Setup training data (TODO)
Start training (TODO)
(TODO)
The multi-concept personalized dataset proposed in our paper can be downloaded here.
The dataset is a visual-language dataset tailored for multi-concept scenario customization in Vision-Language Models (VLM). It includes: 99 images sourced from the open dataset CC12M, 1,595 screenshots from 40 films and TV shows, and 12,639 Q&A pairs generated by GPT-4o.
Specifically, the dataset comprises 40 scenarios (one film or TV show corresponds to one scenario), each with several (2 to 4) characters. Each character is represented by 15 images and several corresponding Q&A pairs. Additionally, each scenario includes a set of images featuring multiple characters along with corresponding Q&A pairs.
Number of Characters per Scenario | Number of Scenarios | Number of Images | Number of Q&A Pairs |
---|---|---|---|
2 | 30 | 1050 | 7950 |
3 | 7 | 350 | 2940 |
4 | 3 | 195 | 1749 |
.
├── scenarios.json # List of all scenario names
├── 4o_generate_training_data # Visual Q&A training data generated by GPT-4o; each character has a file with 100 Q&A pairs
│ ├── Alex
| ...
│ └── ziqiao
│ └── conversation.json
├── random-images # Random images, 99 selected from the open dataset CC12M, used to form training data
│ ├── 10192.png
│ ...
│ └── 9943.png
├── three_concept # Scenarios with three or more characters; includes ten such scenarios
│ ├── concept
│ │ ├── test # Single-character test set, grouped by character
| | | ...
│ │ │ └── ziqiao
│ │ │ ├── 0.png
│ │ │ ...
│ │ │ ├── 4.png
│ │ │ ├── choice.json # Visual multiple-choice Q&A pairs for testing
│ │ │ ├── qa.json # Visual Q&A pairs for testing
│ │ │ └── vqa.json # Text-only Q&A pairs for testing
│ │ └── train # Training set, grouped by character
│ │ ├── Alex
| | ...
│ │ └── ziqiao
│ │ ├── 0.png
│ │ ├── 0_mask.png # Mask images generated using [GroundedSAM](https://github.com/IDEA-Research/Grounded-Segment-Anything)

Records from a data collection
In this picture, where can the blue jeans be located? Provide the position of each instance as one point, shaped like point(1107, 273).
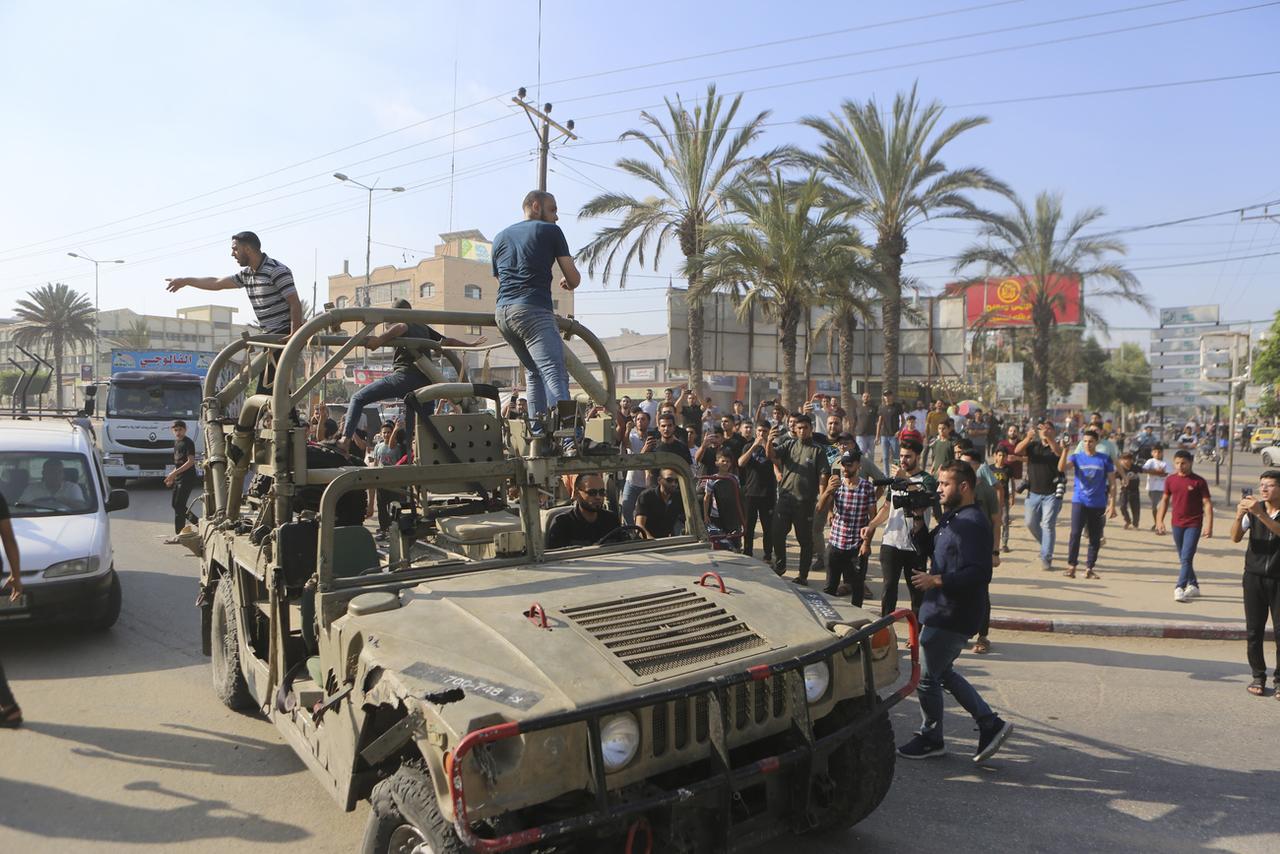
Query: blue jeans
point(627, 503)
point(531, 332)
point(1041, 516)
point(1185, 539)
point(888, 448)
point(938, 652)
point(393, 387)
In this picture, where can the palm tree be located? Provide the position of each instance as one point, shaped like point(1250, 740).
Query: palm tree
point(780, 242)
point(1041, 245)
point(700, 159)
point(56, 316)
point(899, 174)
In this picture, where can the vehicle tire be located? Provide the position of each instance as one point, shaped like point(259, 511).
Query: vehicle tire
point(860, 772)
point(110, 608)
point(224, 633)
point(405, 816)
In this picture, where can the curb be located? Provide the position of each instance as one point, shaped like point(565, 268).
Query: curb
point(1138, 629)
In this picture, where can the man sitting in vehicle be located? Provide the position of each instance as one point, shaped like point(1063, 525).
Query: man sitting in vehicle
point(54, 488)
point(659, 510)
point(588, 523)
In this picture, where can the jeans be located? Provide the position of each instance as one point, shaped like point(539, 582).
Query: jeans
point(630, 494)
point(1089, 519)
point(1185, 539)
point(393, 387)
point(1261, 597)
point(895, 563)
point(790, 514)
point(1041, 516)
point(759, 508)
point(888, 448)
point(938, 652)
point(533, 333)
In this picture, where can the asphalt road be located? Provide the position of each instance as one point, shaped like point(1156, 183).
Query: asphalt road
point(1121, 744)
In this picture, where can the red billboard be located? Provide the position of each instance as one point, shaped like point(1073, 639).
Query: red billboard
point(999, 302)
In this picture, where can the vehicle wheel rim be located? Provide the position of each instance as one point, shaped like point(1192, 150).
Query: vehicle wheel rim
point(407, 839)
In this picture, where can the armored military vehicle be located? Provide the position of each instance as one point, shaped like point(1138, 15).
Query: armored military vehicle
point(485, 693)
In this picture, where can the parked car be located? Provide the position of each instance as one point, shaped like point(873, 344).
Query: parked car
point(53, 479)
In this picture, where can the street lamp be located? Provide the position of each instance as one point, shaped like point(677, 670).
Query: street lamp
point(369, 229)
point(96, 309)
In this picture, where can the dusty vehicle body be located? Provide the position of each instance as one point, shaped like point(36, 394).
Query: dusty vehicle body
point(510, 697)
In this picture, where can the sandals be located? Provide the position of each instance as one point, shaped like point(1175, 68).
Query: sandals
point(10, 718)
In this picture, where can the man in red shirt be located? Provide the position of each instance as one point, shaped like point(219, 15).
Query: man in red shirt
point(1193, 512)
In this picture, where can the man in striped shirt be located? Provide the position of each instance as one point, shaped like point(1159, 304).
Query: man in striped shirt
point(270, 291)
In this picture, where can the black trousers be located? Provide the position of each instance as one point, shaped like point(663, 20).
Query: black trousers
point(182, 489)
point(1261, 598)
point(792, 514)
point(759, 508)
point(849, 567)
point(897, 563)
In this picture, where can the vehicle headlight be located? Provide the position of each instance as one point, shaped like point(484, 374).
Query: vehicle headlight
point(80, 566)
point(620, 740)
point(817, 677)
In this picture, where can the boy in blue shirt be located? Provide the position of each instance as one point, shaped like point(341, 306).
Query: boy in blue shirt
point(1092, 499)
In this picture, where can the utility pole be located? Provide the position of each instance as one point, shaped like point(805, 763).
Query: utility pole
point(543, 123)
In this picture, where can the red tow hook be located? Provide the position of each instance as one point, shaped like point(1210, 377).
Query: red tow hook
point(538, 616)
point(638, 825)
point(702, 581)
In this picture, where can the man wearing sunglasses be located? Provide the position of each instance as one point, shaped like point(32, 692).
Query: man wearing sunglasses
point(588, 523)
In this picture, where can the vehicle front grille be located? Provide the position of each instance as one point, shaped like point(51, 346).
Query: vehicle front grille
point(666, 630)
point(679, 724)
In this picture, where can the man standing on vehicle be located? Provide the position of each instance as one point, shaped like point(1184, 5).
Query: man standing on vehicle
point(801, 465)
point(522, 257)
point(954, 596)
point(270, 291)
point(183, 475)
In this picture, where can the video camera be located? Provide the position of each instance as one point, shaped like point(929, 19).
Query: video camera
point(908, 496)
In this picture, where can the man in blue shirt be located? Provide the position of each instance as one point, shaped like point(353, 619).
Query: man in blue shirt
point(522, 257)
point(955, 593)
point(1091, 501)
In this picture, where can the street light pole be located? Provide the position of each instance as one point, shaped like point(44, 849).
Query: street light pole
point(369, 227)
point(96, 307)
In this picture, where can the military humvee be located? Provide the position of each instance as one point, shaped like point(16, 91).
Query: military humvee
point(489, 694)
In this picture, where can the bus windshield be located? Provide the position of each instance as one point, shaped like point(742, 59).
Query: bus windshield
point(154, 401)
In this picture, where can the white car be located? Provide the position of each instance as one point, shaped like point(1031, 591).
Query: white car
point(51, 478)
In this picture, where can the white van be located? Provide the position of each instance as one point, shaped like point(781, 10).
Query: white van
point(51, 478)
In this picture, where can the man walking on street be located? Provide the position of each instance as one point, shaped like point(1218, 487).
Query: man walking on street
point(1193, 517)
point(522, 257)
point(1258, 519)
point(954, 596)
point(801, 465)
point(1041, 451)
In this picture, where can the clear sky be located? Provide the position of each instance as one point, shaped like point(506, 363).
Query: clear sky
point(152, 131)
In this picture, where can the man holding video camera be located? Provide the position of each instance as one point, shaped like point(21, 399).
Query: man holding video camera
point(955, 592)
point(912, 493)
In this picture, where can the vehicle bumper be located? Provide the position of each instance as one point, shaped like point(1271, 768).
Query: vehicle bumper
point(62, 601)
point(786, 771)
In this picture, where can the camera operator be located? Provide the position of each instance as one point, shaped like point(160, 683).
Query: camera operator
point(897, 552)
point(954, 594)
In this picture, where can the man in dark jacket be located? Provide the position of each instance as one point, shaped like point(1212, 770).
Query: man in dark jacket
point(955, 594)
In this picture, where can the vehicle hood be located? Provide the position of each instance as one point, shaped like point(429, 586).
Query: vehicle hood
point(44, 540)
point(470, 630)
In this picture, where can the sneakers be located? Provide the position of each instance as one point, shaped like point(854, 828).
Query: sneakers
point(922, 748)
point(991, 738)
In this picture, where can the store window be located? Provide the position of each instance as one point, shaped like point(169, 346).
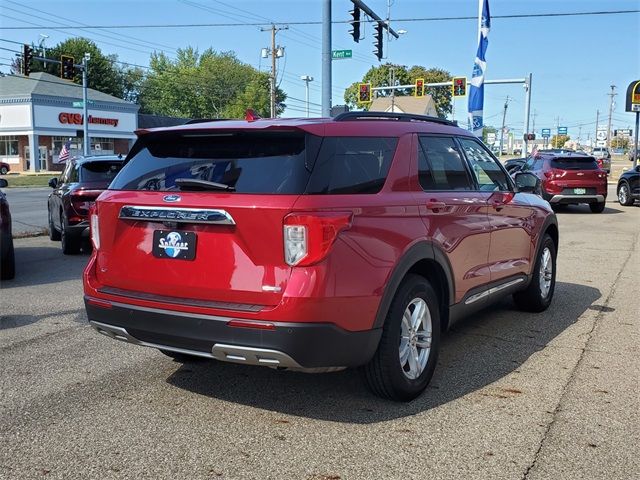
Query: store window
point(102, 146)
point(8, 146)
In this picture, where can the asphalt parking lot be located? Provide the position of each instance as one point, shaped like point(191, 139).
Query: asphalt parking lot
point(515, 396)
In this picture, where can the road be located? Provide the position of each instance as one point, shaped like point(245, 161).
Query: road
point(28, 209)
point(515, 396)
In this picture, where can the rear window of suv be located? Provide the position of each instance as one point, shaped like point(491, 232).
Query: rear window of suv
point(267, 163)
point(574, 163)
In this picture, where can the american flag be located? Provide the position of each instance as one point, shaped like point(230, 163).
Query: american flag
point(64, 153)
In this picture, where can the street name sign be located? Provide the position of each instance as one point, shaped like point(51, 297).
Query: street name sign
point(341, 54)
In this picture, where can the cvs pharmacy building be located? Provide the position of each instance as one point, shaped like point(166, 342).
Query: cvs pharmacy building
point(39, 113)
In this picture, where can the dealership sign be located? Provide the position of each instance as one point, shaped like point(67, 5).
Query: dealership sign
point(77, 119)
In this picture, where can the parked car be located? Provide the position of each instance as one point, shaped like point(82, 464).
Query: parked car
point(514, 164)
point(74, 192)
point(629, 186)
point(569, 179)
point(7, 256)
point(314, 243)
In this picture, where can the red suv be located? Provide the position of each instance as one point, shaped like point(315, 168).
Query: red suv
point(314, 243)
point(569, 178)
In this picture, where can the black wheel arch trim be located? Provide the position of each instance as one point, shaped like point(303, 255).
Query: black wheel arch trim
point(423, 250)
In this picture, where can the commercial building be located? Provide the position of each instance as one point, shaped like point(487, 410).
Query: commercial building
point(41, 112)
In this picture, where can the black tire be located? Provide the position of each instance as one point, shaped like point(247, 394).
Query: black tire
point(54, 234)
point(384, 374)
point(533, 299)
point(8, 261)
point(624, 195)
point(182, 357)
point(70, 242)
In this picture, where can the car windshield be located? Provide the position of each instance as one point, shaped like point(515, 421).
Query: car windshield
point(574, 163)
point(100, 171)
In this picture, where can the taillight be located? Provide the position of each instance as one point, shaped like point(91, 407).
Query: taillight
point(308, 237)
point(83, 200)
point(94, 228)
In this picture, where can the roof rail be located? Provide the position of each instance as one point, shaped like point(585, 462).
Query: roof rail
point(400, 117)
point(203, 120)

▶ [BRIEF 1]
Decide whether each statement below agrees with the dataset description. Answer yes or no for each, and quote the words from the text that decide it.
(a) The dataset includes 1,595 screenshots taken from 40 films and TV shows.
(b) Each character is represented by 20 images.
(c) The random images were selected from the open dataset CC12M.
▶ [BRIEF 2]
Answer these questions using the dataset description.
(a) How many Q&A pairs were generated by GPT-4o?
(b) How many scenarios have two characters?
(c) How many Q&A pairs does each character's file in the GPT-4o training data contain?
▶ [BRIEF 3] Duplicate the dataset description from "Setup training data" up to and including "generated by GPT-4o.".

▶ [TASK OUTPUT 1]
(a) Yes: "1,595 screenshots from 40 films and TV shows"
(b) No: "Each character is represented by 15 images"
(c) Yes: "99 selected from the open dataset CC12M"

▶ [TASK OUTPUT 2]
(a) 12,639
(b) 30
(c) 100

▶ [TASK OUTPUT 3]
Setup training data (TODO)
Start training (TODO)
(TODO)
The multi-concept personalized dataset proposed in our paper can be downloaded here.
The dataset is a visual-language dataset tailored for multi-concept scenario customization in Vision-Language Models (VLM). It includes: 99 images sourced from the open dataset CC12M, 1,595 screenshots from 40 films and TV shows, and 12,639 Q&A pairs generated by GPT-4o.